>> Begin Source text

In the letter, the association urges Tsipras to consider banning the use of “dangerous chemicals that linger in the atmosphere of the urban environment for days, harming the quality of life of all citizens.”
The warning came in the wake of accusations that police used an excessive amount of tear gas in response to violence at Sunday’s demonstration in Athens against the Prespes name deal.”
25. Another 170 migrants disappear in shipwrecks: UN call for an end to Mediterranean tragedy (modern diplomacy, link):
“The United Nations refugee agency, UNHCR, stated on Saturday that “no effort should be spared” in saving lives at sea, following reports of two new shipwrecks on the Mediterranean Sea, in which some 170 people either died or went missing.
“The tragedy of the Mediterranean cannot be allowed to continue,” said Filippo Grandi, the UN High Commissioner for Refugees.”
26. EU: Open letter to European Institutions: public reporting must be a safe option for whistleblowers (European Federation of Journalists, link):
“The Council of the European Union will soon adopt its general approach on the directive on the protection of whistleblowers. Ahead of this crucial political agreement among the Member States, the European Federation of Journalists (EFJ) would like to insist about the importance of granting the widest protection to whistleblowers, including persons choosing to turn to the media to blow the whistle.”
27. Launch of New Atlas of Migration (EU Joint Research Centre, link):
“Launched on the occasion of International Migrants Day, a new Atlas from the Knowledge Centre on Migration and Demography provides insights on migration for all EU Member States and 44 non-EU countries.
With graphs, charts and maps, the Atlas of Migration provides a snapshot of migration in 2017, providing a knowledge base for policy makers, stakeholders, businesses, researchers and the general public.
The publication presents the available data on a range of migration-related fields in a format that is both easy to access and to understand.”
See: Atlas of Migration 2018 (JRC, link)
28. ITALY: Stefano Cucchi: How one death in custody has become the symbol of police brutality in Italy (Lacuna, link):
“The death in custody of 31-year-old Stefano Cucchi has brought the abuse of police power under scrutiny in Italy. After losing her brother and enduring the subsequent trial, Ilaria Cucchi is now receiving harassment and online threats from police officers. Sociologists say Stefano’s case is not isolated and ask what the country will do to clean up its policing.”
See also: Statewatch Analysis: Shocking death spotlights prisoner plight (June 2010, pdf)

>> End Source text

Set exercise A: According to the news digest, what year does the Atlas of Migration give a snapshot of?

>> Begin Recorded information

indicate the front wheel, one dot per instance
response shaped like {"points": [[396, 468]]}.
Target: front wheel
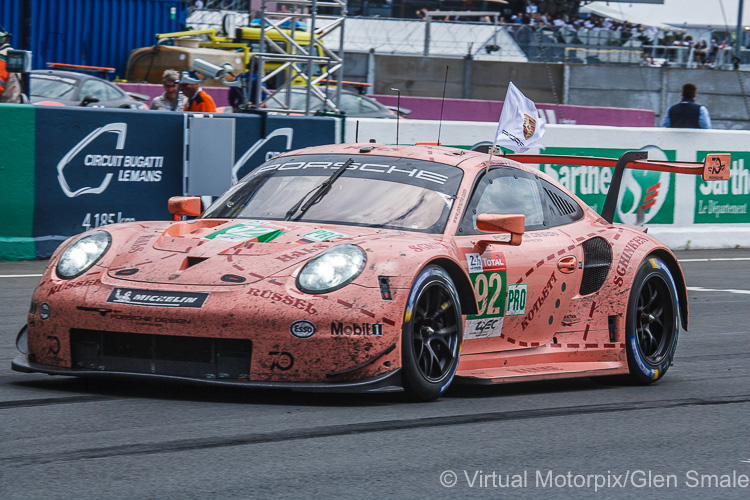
{"points": [[652, 323], [432, 334]]}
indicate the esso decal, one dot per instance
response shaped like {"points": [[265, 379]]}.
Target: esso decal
{"points": [[302, 329]]}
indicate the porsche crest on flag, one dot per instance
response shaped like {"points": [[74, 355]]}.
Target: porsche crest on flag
{"points": [[520, 127]]}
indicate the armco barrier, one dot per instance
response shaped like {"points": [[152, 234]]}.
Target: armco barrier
{"points": [[66, 170], [686, 211]]}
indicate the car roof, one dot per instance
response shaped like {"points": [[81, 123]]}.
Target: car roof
{"points": [[469, 161], [66, 74]]}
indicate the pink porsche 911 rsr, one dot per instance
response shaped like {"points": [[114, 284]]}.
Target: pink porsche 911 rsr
{"points": [[368, 267]]}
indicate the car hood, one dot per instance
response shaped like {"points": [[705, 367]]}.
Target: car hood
{"points": [[220, 252]]}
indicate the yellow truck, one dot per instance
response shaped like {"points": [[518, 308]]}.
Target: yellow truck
{"points": [[146, 64]]}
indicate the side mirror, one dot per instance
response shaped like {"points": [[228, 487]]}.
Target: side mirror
{"points": [[501, 223], [89, 99], [184, 205]]}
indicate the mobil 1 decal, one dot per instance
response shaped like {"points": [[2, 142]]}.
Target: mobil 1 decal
{"points": [[487, 273], [648, 191], [719, 202]]}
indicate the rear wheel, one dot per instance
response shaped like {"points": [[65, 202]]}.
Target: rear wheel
{"points": [[432, 334], [652, 324]]}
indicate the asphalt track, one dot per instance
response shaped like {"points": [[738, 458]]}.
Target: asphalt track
{"points": [[687, 436]]}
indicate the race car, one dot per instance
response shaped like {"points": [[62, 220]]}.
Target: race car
{"points": [[369, 267]]}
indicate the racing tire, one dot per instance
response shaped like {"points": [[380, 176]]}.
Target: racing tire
{"points": [[431, 335], [652, 324]]}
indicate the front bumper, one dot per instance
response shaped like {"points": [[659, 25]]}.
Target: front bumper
{"points": [[388, 382]]}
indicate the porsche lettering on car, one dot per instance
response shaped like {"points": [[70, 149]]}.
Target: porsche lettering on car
{"points": [[368, 267]]}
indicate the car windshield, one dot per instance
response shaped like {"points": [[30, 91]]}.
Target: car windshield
{"points": [[52, 86], [375, 191]]}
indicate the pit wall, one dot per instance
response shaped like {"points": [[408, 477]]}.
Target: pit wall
{"points": [[64, 170], [682, 210]]}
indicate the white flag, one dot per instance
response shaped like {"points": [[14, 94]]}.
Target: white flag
{"points": [[520, 126]]}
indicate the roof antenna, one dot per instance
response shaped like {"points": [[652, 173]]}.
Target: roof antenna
{"points": [[398, 111], [442, 103]]}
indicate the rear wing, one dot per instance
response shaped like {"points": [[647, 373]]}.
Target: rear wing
{"points": [[714, 168]]}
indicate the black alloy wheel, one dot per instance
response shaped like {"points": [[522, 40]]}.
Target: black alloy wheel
{"points": [[432, 334], [652, 323]]}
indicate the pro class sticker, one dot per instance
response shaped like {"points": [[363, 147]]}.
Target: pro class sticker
{"points": [[488, 278], [516, 300], [154, 298]]}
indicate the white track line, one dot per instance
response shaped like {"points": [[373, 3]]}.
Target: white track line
{"points": [[727, 290]]}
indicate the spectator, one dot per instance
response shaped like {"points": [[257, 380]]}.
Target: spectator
{"points": [[242, 97], [171, 99], [687, 113], [198, 99], [10, 83]]}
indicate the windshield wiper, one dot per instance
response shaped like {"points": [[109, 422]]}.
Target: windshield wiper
{"points": [[319, 193]]}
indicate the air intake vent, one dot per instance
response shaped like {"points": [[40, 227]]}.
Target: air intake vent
{"points": [[563, 206], [597, 258], [191, 261]]}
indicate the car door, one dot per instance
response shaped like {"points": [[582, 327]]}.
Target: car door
{"points": [[521, 290]]}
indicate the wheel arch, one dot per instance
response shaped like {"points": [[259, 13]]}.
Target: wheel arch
{"points": [[463, 285], [679, 279]]}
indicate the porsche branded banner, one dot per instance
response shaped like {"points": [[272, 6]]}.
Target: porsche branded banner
{"points": [[648, 192], [95, 167]]}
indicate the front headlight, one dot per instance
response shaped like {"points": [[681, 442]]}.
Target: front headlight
{"points": [[331, 270], [84, 253]]}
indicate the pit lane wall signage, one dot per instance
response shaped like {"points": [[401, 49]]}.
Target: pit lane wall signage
{"points": [[651, 193], [725, 201], [67, 170], [681, 210], [100, 167]]}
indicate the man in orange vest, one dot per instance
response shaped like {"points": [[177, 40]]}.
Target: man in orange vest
{"points": [[198, 99], [10, 83]]}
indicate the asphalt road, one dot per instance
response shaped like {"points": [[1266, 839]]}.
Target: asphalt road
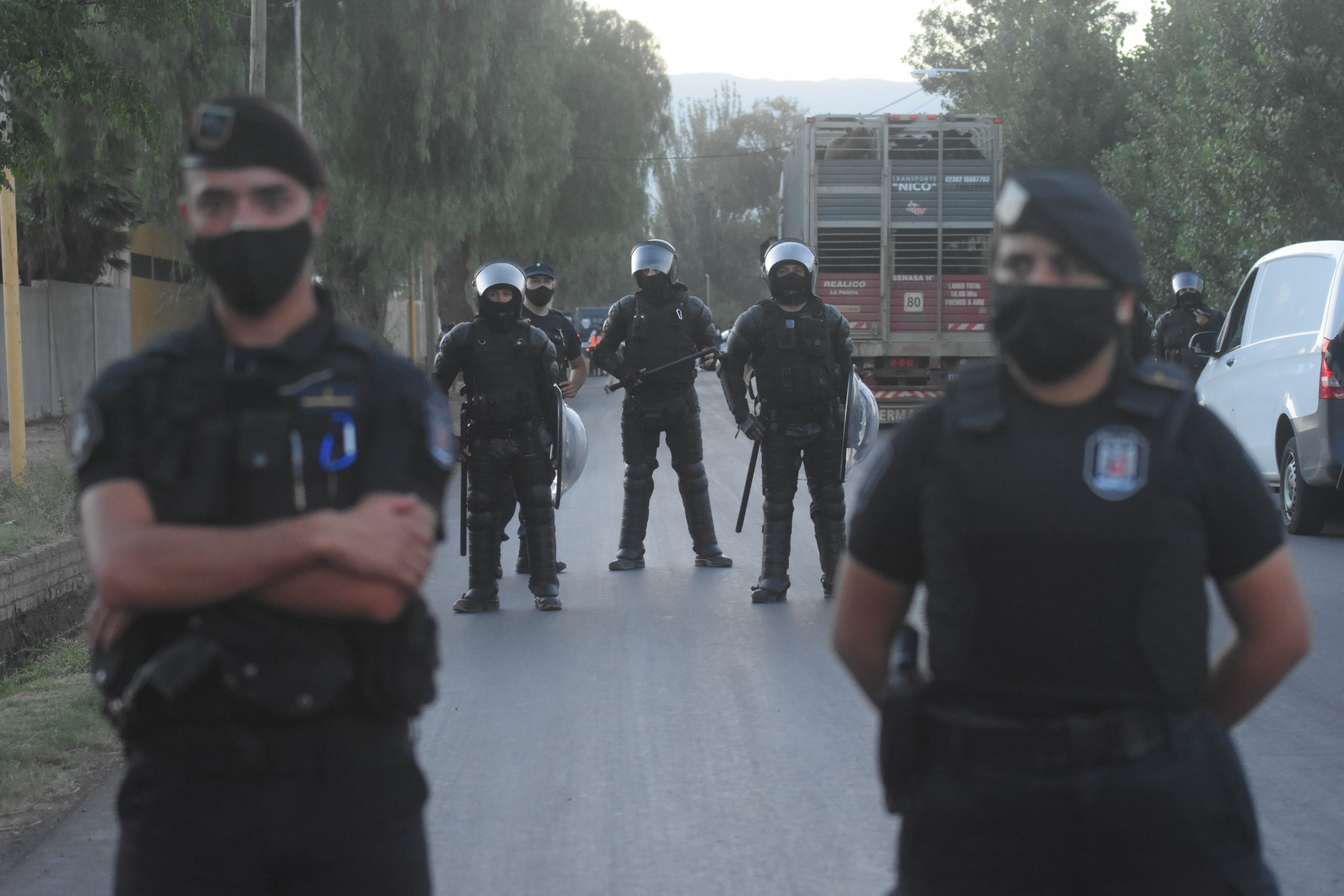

>> End Recorded information

Set exercise B: Select each line in the rows that contains the word "spectator".

Written solution A: 2017

Written solution B:
indicate the spectator, one dot per instance
Target: spectator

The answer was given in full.